_RECORDED DATA_:
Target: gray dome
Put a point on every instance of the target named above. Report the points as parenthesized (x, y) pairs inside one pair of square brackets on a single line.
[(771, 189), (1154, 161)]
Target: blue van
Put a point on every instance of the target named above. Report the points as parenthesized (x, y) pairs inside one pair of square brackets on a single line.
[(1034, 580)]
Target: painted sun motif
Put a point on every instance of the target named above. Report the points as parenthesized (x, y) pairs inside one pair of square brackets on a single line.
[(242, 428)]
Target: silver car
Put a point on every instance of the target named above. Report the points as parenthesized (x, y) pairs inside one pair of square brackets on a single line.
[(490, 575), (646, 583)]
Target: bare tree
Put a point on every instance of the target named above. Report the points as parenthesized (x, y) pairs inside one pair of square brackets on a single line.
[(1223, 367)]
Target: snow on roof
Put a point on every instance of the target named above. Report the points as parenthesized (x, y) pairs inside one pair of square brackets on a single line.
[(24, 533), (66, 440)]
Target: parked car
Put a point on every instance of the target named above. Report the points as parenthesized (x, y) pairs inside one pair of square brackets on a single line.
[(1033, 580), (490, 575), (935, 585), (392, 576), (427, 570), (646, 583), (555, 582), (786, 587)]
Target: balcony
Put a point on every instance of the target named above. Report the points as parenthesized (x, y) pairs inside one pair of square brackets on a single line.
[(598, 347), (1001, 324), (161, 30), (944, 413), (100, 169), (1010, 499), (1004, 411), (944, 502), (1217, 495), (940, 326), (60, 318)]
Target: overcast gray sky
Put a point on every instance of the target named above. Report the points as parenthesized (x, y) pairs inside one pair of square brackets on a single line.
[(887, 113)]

_EXERCISE DETAILS_: Copy out every line above word for word, without changing anything.

_SOLVED PROBLEM_:
Target: gray dome
Put a point on every instance of the target named above. Report the points as parenthesized (x, y) pairs inside one pair of square brackets on a single line.
[(771, 189), (1154, 161)]
Target: blue van
Put a point on every instance of the target named above. Report the points as parenthesized (x, y) pairs inside one pair of square brackets on a single line.
[(1034, 580)]
Target: painted sun motif
Put a point on every instance of the target named above. Report the points as parenthesized (x, y) pairs inside one pair of square brackets on a single line.
[(242, 428)]
Target: silver car
Put a point on every instance of the target named above. Report the points as parenthesized (x, y) pairs inside one pair of square brackets on a single line.
[(490, 575), (646, 583)]
Target: bare tree
Put a point on every instance of the target named above. Report the points as parenthesized (x, y) pairs inside one pair of square brackets on a single line.
[(1223, 367)]
Target: snow on roof
Put a point on every instance of the target named above. Report the points as parenthesized (x, y) pairs inside one pair of square brackets on a single line.
[(24, 533), (66, 440)]
Target: parked car
Put a point on every instance of the target named above. Report the points as parenthesized (x, y) pairs inside one pair of square brackets on a single line.
[(1033, 580), (490, 575), (935, 585), (392, 576), (427, 570), (646, 583), (555, 582), (786, 587)]
Target: balcony
Put a point on every instance of the target named above. Report the points as parenthesized (x, y) pairs inside one pair of square brackets on a single line.
[(598, 347), (1001, 324), (161, 30), (944, 413), (100, 169), (1010, 499), (1004, 411), (944, 502), (1217, 495), (940, 326), (60, 318)]
Target: overcast gray sky
Put a point on every instance of the target named above. Report the points as parenthesized (x, y) pairs inside one pair of square brackets on a single line.
[(887, 113)]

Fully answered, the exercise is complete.